Records contained in a dataset:
-=-=-=-=-
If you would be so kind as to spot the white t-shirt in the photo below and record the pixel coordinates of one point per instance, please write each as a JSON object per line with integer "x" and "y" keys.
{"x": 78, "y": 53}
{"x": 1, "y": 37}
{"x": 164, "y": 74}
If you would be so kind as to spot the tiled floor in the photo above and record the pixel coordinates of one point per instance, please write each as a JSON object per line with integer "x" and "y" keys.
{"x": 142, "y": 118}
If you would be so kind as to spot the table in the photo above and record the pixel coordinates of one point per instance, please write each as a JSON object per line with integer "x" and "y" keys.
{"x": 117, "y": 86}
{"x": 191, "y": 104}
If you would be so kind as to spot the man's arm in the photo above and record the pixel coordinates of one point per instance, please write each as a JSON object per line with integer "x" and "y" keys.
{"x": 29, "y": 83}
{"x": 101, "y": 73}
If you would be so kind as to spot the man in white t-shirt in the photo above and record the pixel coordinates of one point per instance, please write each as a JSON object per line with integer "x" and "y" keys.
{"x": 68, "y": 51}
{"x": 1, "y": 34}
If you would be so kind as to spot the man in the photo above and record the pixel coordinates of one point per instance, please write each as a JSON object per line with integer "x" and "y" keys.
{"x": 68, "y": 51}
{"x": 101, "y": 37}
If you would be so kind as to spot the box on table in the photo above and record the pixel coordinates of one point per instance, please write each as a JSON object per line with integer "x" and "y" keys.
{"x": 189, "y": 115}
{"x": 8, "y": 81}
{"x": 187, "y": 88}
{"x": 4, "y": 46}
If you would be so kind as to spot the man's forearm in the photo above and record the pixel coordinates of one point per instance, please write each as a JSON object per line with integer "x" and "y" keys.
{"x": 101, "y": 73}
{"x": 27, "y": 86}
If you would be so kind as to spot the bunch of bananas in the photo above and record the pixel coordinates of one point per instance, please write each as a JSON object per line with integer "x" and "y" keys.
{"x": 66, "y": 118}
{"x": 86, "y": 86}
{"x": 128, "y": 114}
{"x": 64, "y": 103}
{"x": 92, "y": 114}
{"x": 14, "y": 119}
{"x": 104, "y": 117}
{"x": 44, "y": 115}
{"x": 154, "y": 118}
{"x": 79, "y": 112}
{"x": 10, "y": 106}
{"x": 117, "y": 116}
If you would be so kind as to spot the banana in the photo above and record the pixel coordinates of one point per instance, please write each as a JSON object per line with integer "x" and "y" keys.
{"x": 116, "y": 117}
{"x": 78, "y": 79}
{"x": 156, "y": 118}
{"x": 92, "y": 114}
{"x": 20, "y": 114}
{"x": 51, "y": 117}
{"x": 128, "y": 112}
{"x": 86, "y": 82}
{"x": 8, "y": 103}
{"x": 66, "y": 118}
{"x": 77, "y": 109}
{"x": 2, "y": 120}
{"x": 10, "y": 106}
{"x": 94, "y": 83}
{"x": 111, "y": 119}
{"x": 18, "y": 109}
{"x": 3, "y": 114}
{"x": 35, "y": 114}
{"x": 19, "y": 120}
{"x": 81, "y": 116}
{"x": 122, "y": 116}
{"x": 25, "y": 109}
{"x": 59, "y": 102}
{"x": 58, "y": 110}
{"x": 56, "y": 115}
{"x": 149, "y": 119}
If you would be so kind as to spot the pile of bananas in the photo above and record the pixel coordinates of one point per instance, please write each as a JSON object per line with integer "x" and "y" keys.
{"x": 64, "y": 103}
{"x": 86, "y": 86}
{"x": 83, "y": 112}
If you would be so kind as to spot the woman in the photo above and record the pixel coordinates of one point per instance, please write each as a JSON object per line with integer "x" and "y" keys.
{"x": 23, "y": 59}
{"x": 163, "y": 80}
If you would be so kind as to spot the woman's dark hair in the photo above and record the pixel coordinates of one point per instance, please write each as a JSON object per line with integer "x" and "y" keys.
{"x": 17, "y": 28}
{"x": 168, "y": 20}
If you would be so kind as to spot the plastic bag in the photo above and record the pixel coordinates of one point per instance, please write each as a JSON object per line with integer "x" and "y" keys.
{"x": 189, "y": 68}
-=-=-=-=-
The entries need to be set down again in full, with no word changed.

If you would be so kind as to spot the white t-shirt in the photo below and record the pixel coordinates of one point per instance, please write each as a JSON object per line with integer "x" and "y" keys.
{"x": 78, "y": 53}
{"x": 1, "y": 37}
{"x": 164, "y": 74}
If you would be so kind as to spot the tiled floor in the photo above and record the pixel coordinates of one point per instance, please write each as a JSON object per line with integer "x" and "y" keys.
{"x": 142, "y": 118}
If you would be so kind as to spot the table in the photo above and record the pixel coordinates of one point per instance, please write each as a JSON object per line with integer "x" and "y" keys.
{"x": 117, "y": 86}
{"x": 191, "y": 104}
If you would be so kind as to spot the man's arm in the photo above and record the pixel coordinates of one point per instance, please write each as a JSON object per line with integer "x" and "y" keys.
{"x": 29, "y": 83}
{"x": 101, "y": 73}
If you would be so kind as to spot the man in white t-shirt in the photo above and record the pixel coordinates of one point per instance, please write each as a JSON object per line with integer "x" and "y" keys.
{"x": 68, "y": 51}
{"x": 1, "y": 34}
If you would be so kind as to spot the man in the photo above and record the pixel coordinates of one point per instance, please write each as a JSON object per line with integer "x" and "y" keys.
{"x": 68, "y": 51}
{"x": 101, "y": 37}
If you would be so kind as to spot the box on table in the photo above and record the pixel coordinates of one point per instance, please write each as a JSON object per line with integer "x" and "y" keys.
{"x": 189, "y": 115}
{"x": 8, "y": 81}
{"x": 187, "y": 88}
{"x": 4, "y": 46}
If you would be so kind as to spot the man's forearm in the photo above and record the pixel coordinates of one point per instance, please write each as a JSON object per line with integer "x" and "y" keys.
{"x": 101, "y": 73}
{"x": 27, "y": 86}
If you would be so kind as to spot the bunch of bananas in the photo above and record the pixel coordinates of one point per instance, please write each as a JSON object per line with integer "x" and "y" keys.
{"x": 66, "y": 118}
{"x": 86, "y": 86}
{"x": 128, "y": 114}
{"x": 64, "y": 103}
{"x": 92, "y": 114}
{"x": 14, "y": 119}
{"x": 104, "y": 117}
{"x": 44, "y": 115}
{"x": 154, "y": 118}
{"x": 79, "y": 112}
{"x": 10, "y": 106}
{"x": 117, "y": 116}
If you would be so kind as to spot the banana in the photo above and record the pixel coordinates of one point per instance, please write each as a JSON object per line with integer "x" and "y" keys.
{"x": 116, "y": 117}
{"x": 78, "y": 79}
{"x": 156, "y": 118}
{"x": 92, "y": 114}
{"x": 20, "y": 114}
{"x": 51, "y": 117}
{"x": 128, "y": 112}
{"x": 86, "y": 82}
{"x": 8, "y": 103}
{"x": 66, "y": 118}
{"x": 77, "y": 109}
{"x": 2, "y": 120}
{"x": 10, "y": 106}
{"x": 94, "y": 83}
{"x": 111, "y": 119}
{"x": 18, "y": 109}
{"x": 3, "y": 114}
{"x": 35, "y": 114}
{"x": 19, "y": 120}
{"x": 81, "y": 116}
{"x": 122, "y": 116}
{"x": 25, "y": 109}
{"x": 59, "y": 102}
{"x": 58, "y": 110}
{"x": 56, "y": 115}
{"x": 149, "y": 119}
If you would be so kind as to spot the pile of bananas in the photo above and record the pixel coordinates of one point per instance, please write each as a JSON object per line with integer "x" and "y" keys.
{"x": 64, "y": 103}
{"x": 86, "y": 86}
{"x": 83, "y": 112}
If you would be so kind as to spot the woman in the photo above and record the pixel coordinates of one point per instance, please write each as a JSON object per line with integer "x" and "y" keys.
{"x": 23, "y": 59}
{"x": 163, "y": 80}
If you would be so kind as to spot the woman's dark hair in the photo above and record the pixel coordinates of one point per instance, please write each as a JSON object per line with integer "x" and "y" keys.
{"x": 17, "y": 28}
{"x": 168, "y": 20}
If you would be so kind as to spot the plastic bag in the photo above and record the pixel coordinates of one point per instance, please write each as a JSON object per line with integer "x" and "y" keys.
{"x": 189, "y": 68}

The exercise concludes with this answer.